── DONNÉES PRÉSENTÉES ──

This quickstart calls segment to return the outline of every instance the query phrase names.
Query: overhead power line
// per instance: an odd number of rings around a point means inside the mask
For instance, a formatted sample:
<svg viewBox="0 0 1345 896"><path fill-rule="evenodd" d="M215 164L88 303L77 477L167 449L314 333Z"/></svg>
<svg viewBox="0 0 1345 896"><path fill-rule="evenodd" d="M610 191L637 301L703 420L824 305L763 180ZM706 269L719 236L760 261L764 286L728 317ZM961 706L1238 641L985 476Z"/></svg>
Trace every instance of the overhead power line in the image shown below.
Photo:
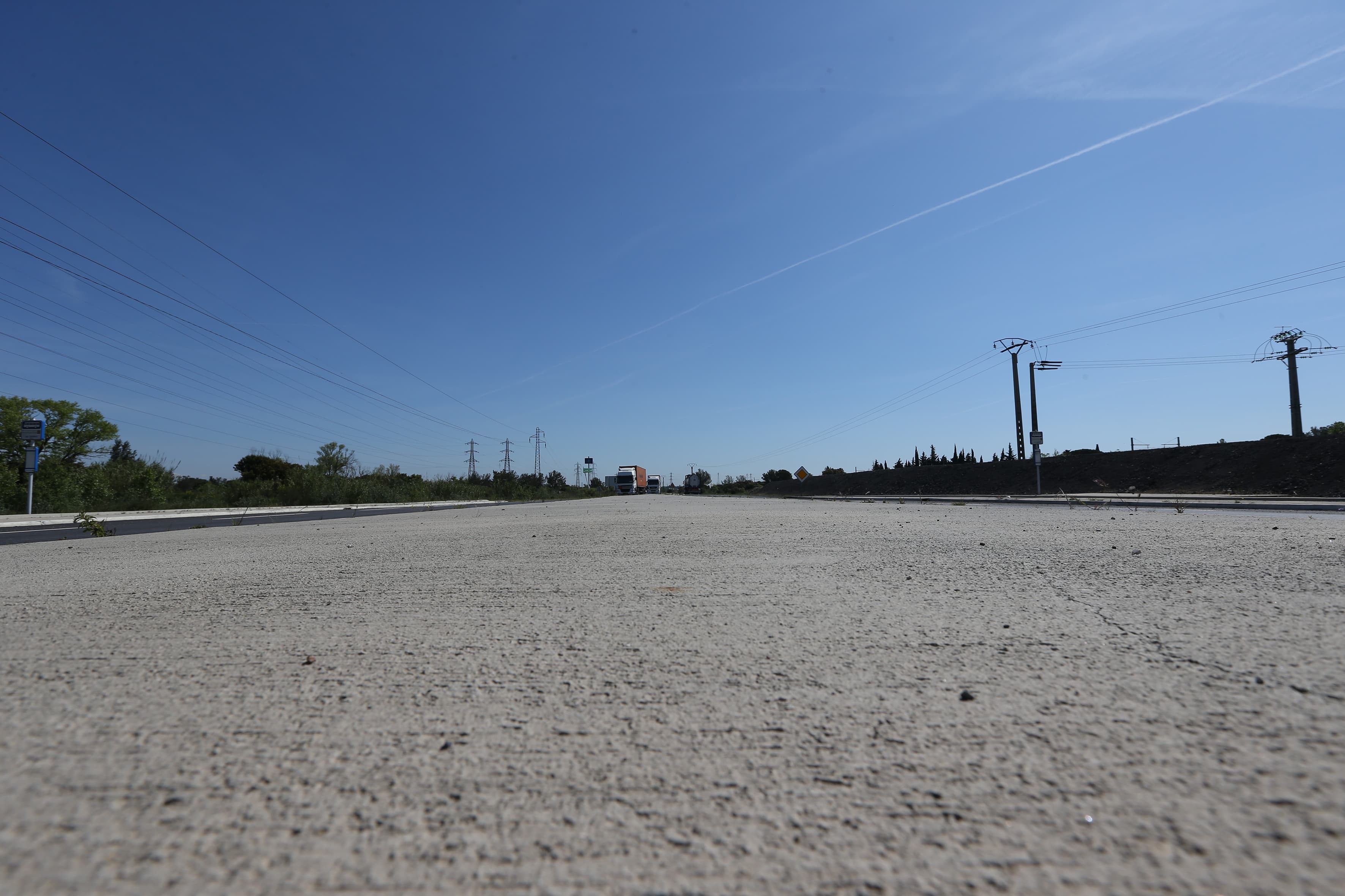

───

> _PROBLÈME À RÉSOUDRE_:
Renommez « overhead power line » en « overhead cable » dans toutes ces données, puis recopiez-les sans aucune autre modification. N'incluez pas les images dans votre réponse.

> _RÉSULTAT CI-DESSOUS_:
This quickstart calls segment to return the outline of every instance the query phrase names.
Query: overhead cable
// per instance: an odd number of rings around a point means inside the mask
For instance, a formatted sample:
<svg viewBox="0 0 1345 896"><path fill-rule="evenodd" d="M215 164L88 303L77 477L167 449L314 333Z"/></svg>
<svg viewBox="0 0 1345 896"><path fill-rule="evenodd" d="M610 191L637 301L703 420L824 305L763 180ZM706 269L719 236L760 261L764 286L728 317ZM961 706L1238 641L985 476Z"/></svg>
Trace every instance of the overhead cable in the image shown below.
Photo:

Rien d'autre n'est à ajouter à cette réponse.